Excerpted text
>>>

I could be completely wrong about the guy, of course. This is just what I’ve surmised about him from following his career(s) for a few decades, and from the deep sense of authenticity I got from him in the brief time we were in the same room. (Okay, we were also in the same room for three hours afterwards, but the Sprint Center arena is a REALLY BIG ROOM and he was pretty busy at the time.) I’m sure he is thoroughly human. I’m sure he has bad days, and I’m sure I don’t ever want to piss him off. *grin* But he inspires me to try to be more authentic myself, to let myself care deeply about the stuff I care about, and to work hard while still managing to laugh a lot of the time. Not a bad sort of hero to have, methinks.

[And before anybody else asks. No, I do not have any advice to give you on how to arrange for a meet’n’greet with anyone in the E Street Band or anyone else. I really have no idea how these things usually happen. Mine came about via the good fortune of being in the right place, in the right time, and perhaps with the right attitude about such things although who knows. All I can say for sure is, enjoy the experiences you get and be kind to the people you meet, and you won’t have too many regrets.]

* * * * * * * * * *

Getting to meet someone I admire so much was just one of several memorable kindnesses that were extended to me over the course of the weekend. I was a lucky, lucky girl. I got to spend time with some friends I don’t get to see often enough, and I got to meet some new friends I liked a great deal. Even the crescent moon over the gleaming silver Sprint Center seemed to be shining down with a particular benevolence on Saturday night.

<<<

Data section
>>>

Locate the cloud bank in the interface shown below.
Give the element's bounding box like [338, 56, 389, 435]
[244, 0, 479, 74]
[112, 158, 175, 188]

<<<

In the excerpted text, what was shining over the Sprint Center on Saturday night?

Task response
A crescent moon.